◆ TEXT SECTION ◆
[start]

“Bless the Oblivious”

“Lower your expectations of earth. This isn’t Heaven, so don’t expect it to be.” ~Max Lucado

I could’ve been carted off to jail. There is always a first time, and this was my debut as a criminal or, at the very least, a suspect. It was just a teeny, tiny infraction after all. Haven’t you driven away from the gas station without paying for a tank of gas? No? Oh, dear. Then I’m about to come clean all by myself.

finger print

It happened a number of years ago. I readily admit that I had no excuse. It was a normal day like any other. I could have been distracted, but I wasn’t hurrying around like a frazzled chicken. I needed gas, so I stopped at a local gas station on my way home from work. I swiped my card, took out the hose, and proceeded to fill the gas tank. When it was full, I returned the hose to its place. I tightened the gas cap, got in my car, and nonchalantly drove away . . . apparently without paying. That’s their story.

As far as I knew, I had behaved like a model citizen. It was the “driving away without paying” part that seemed to be the problem. I thought I had paid, so I felt not the slightest flicker of guilt as I pulled out into traffic and headed toward home.

[end]

Dataset rows:

[start]

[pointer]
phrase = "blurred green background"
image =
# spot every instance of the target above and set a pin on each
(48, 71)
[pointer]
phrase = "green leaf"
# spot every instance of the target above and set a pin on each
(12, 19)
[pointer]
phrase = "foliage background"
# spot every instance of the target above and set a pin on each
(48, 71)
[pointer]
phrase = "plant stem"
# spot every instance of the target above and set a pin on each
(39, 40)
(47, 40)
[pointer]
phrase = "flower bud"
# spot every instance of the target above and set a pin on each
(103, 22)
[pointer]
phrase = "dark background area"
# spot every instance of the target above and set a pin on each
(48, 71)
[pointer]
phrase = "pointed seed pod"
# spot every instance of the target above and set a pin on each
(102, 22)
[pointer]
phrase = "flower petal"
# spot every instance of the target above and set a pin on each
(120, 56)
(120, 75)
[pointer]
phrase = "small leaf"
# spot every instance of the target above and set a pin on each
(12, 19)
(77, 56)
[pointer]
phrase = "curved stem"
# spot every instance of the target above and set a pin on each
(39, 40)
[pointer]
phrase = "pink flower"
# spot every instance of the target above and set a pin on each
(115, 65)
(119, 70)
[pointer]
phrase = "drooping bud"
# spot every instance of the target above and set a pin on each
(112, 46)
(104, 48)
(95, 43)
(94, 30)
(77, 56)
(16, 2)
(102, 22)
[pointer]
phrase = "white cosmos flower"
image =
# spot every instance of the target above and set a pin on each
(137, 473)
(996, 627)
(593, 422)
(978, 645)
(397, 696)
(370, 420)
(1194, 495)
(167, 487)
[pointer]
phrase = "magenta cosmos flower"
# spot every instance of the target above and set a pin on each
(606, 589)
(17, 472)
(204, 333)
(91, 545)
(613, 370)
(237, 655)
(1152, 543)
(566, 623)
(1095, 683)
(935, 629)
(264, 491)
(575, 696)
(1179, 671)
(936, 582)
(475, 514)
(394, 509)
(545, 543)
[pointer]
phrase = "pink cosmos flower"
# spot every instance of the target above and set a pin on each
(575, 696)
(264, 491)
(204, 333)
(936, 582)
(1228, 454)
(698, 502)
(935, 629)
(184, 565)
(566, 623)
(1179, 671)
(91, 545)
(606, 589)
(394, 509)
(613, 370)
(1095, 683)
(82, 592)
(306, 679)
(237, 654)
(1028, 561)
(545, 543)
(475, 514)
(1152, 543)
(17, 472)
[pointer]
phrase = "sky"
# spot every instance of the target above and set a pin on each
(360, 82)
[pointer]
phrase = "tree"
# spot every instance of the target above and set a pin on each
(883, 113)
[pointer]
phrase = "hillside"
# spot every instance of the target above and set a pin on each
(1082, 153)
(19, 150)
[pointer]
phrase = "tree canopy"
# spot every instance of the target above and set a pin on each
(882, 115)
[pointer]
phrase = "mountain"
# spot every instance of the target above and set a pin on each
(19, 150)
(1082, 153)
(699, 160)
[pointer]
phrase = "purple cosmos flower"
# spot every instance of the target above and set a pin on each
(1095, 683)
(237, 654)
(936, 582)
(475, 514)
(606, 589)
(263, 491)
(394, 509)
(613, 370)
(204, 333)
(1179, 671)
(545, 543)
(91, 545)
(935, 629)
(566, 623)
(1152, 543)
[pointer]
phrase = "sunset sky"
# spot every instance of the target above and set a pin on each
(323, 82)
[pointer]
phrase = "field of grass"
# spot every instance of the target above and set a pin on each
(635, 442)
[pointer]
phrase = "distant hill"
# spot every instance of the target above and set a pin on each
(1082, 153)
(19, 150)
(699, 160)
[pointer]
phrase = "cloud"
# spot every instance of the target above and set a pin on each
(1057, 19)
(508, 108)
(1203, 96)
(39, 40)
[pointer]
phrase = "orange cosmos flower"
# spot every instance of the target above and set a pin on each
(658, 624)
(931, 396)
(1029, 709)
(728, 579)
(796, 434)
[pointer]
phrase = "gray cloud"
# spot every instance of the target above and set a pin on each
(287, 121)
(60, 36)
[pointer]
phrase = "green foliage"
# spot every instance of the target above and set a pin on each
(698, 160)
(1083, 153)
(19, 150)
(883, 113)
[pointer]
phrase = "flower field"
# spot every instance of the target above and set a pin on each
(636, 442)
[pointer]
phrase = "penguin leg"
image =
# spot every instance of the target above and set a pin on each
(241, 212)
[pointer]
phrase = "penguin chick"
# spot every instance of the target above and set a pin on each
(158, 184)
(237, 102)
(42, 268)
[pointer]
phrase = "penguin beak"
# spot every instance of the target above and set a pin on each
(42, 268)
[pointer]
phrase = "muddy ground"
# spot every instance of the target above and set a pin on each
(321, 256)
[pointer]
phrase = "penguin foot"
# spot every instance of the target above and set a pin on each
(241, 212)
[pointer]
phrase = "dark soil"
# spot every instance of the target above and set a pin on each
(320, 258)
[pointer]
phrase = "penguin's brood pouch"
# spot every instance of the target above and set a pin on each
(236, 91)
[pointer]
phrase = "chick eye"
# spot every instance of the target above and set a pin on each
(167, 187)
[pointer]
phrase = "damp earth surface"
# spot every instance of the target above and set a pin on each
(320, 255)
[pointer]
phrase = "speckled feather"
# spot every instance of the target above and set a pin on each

[end]

◆ WHAT THIS EXERCISE ASKS ◆
1) According to the essay, why did the writer feel no guilt when pulling out into traffic after filling the tank? Answer in one to three sentences.
2) Rewrite the stretch of the essay from "finger print" through "That’s their story.", changing "hose" to "nozzle".
3) Summarize the essay in two sentences.
These entries have no connection to the essay.

◆ THE RESPONSES ◆
1) The writer believed the payment had already gone through. Thinking the gas was paid for, the writer felt no guilt on heading home.

2)
finger print

It happened a number of years ago. I readily admit that I had no excuse. It was a normal day like any other. I could have been distracted, but I wasn’t hurrying around like a frazzled chicken. I needed gas, so I stopped at a local gas station on my way home from work. I swiped my card, took out the nozzle, and proceeded to fill the gas tank. When it was full, I returned the nozzle to its place. I tightened the gas cap, got in my car, and nonchalantly drove away . . . apparently without paying. That’s their story.

3) Years ago, on the way home from work, the writer stopped for gas, swiped a card, filled the tank, and drove away, apparently without paying. Believing the payment had gone through, the writer felt no guilt, even though the incident could have made the writer a suspect or led to jail.